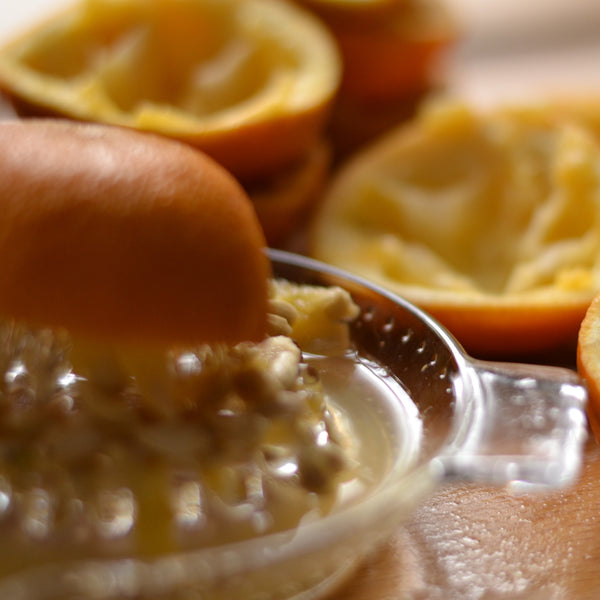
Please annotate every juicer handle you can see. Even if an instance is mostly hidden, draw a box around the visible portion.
[438,359,588,491]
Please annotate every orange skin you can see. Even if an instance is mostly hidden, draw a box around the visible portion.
[0,120,270,344]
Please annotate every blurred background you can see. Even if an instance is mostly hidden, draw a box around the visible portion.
[444,0,600,104]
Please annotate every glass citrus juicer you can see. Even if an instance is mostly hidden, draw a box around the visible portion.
[0,250,587,600]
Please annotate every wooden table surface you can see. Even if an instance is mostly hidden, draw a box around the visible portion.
[331,342,600,600]
[0,0,600,600]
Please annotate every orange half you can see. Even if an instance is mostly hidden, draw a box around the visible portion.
[0,0,341,178]
[310,102,600,357]
[577,295,600,442]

▶ **Work required**
Replace "annotate" with "mark" wherever it appears in the material above and write all of it out again with nothing else changed. Leave the pictures out.

▶ **Exercise solution**
Please mark every juicer handle you can see. Even if an instance is mostly hidden, draw a box around the visible portion.
[438,359,588,491]
Please mark every orange skin you can see. Even if an instance is mostly hidden, draw a box around the visible portion.
[0,120,270,344]
Please mark every blurred background you can see. Even if an instance is mostly hidden, draw a box around the visible portion.
[444,0,600,104]
Please mark every glass citrus juicer you can see. Even if an instance is mostly hidden, draw a box around the visible portion.
[0,250,587,600]
Please mark every wooden table surface you can see. Even if an instance is mostly hidden, draw a box around the visible portion.
[331,342,600,600]
[0,0,600,600]
Please mark every orange half you can see. Even if an instance is mostly hidden, draw a box around the visible portion.
[0,0,341,178]
[310,102,600,357]
[577,295,600,442]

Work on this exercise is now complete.